■ **Task description**: In the records, starting at the line containing "The locate routine indicates the tree in" and running through the end, change every "pin" to "marker" and rewrite that stretch with nothing else altered.
-- Start --
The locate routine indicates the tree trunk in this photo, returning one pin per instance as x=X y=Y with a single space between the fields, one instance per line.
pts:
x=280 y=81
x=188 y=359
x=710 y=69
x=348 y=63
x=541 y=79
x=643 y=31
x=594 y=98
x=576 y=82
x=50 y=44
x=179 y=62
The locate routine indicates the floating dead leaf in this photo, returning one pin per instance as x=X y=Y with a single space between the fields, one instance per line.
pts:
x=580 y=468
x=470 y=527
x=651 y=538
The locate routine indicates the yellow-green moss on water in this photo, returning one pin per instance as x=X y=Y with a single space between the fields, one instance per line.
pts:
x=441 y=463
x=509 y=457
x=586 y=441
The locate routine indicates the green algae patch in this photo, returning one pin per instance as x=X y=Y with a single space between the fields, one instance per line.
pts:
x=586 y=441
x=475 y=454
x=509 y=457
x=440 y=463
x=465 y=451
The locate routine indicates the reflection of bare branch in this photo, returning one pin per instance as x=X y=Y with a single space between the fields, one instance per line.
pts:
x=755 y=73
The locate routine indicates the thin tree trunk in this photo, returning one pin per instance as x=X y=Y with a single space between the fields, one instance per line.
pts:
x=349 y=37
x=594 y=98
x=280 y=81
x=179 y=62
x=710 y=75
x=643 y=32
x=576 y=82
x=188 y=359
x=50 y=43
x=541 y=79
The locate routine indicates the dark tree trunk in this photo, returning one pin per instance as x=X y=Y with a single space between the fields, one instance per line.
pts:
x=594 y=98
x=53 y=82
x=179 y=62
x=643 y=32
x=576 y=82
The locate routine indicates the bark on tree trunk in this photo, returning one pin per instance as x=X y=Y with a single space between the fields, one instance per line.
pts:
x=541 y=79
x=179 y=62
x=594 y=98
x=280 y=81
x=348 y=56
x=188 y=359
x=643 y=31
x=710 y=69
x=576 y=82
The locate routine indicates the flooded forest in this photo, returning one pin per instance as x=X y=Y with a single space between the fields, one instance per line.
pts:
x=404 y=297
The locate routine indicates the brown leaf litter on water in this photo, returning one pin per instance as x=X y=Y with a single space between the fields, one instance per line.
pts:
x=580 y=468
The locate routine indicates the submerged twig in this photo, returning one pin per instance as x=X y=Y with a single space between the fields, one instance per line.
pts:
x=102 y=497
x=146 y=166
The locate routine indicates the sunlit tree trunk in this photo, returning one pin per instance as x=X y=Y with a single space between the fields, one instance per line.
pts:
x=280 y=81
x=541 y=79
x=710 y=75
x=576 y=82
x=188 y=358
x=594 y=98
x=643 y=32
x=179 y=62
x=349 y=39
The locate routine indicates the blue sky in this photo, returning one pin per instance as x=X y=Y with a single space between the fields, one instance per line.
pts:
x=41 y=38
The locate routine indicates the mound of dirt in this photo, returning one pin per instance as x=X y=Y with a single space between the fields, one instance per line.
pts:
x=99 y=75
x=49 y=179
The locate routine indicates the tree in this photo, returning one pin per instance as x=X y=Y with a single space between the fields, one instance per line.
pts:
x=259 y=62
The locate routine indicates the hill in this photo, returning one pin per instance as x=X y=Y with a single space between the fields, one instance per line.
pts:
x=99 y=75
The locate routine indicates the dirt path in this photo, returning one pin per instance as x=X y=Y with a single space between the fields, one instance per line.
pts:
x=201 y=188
-- End --
■ **Answer to the problem**:
The locate routine indicates the tree in this photo, returning one marker per instance as x=X y=Y with a single space between the fields, one instance per line.
pts:
x=259 y=62
The locate routine indicates the hill in this photo, returning one marker per instance as x=X y=Y with a single space between the fields, one instance per line.
pts:
x=99 y=75
The locate routine indicates the dirt path in this photo, returning one marker per instance as x=X y=Y with a single space between the fields, one instance per line.
pts:
x=201 y=188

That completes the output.